TASK INSTRUCTIONS: Repeat verbatim every line of the material, beginning at the line that holds "For every instance of the blue" and ending at its last line.

● ● ● ●

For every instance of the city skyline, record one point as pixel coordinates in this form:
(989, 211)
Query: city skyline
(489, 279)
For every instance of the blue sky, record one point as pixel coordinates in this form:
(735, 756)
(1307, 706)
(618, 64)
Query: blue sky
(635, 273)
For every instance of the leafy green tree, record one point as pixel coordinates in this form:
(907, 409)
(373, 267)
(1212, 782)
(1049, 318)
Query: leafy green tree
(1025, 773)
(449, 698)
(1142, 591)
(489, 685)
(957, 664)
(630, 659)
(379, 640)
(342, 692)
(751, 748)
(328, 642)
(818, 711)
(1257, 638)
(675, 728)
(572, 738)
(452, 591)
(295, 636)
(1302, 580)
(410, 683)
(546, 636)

● ● ● ●

FINISHED ANSWER:
For every instance of the blue sky, record one point as pixel coordinates in this form:
(735, 756)
(1307, 706)
(618, 64)
Query: blue sky
(635, 273)
For every instance of the leafy green tree, record one point as pixel coordinates in this form:
(907, 409)
(373, 267)
(1212, 782)
(1049, 318)
Query: leafy green tree
(1025, 773)
(449, 698)
(1142, 591)
(489, 685)
(957, 664)
(630, 659)
(379, 640)
(342, 692)
(751, 748)
(328, 642)
(818, 711)
(1257, 638)
(675, 728)
(572, 738)
(452, 591)
(295, 636)
(1302, 580)
(410, 683)
(546, 636)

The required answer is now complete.